Given records>
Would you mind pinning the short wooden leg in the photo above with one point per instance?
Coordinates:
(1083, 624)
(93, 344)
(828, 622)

Given task> Print the material above once more, reproducing every line verbatim and in its original order.

Complete response>
Would you mind pinning the short wooden leg in the photo above with one point per instance?
Coordinates:
(1083, 624)
(93, 344)
(828, 622)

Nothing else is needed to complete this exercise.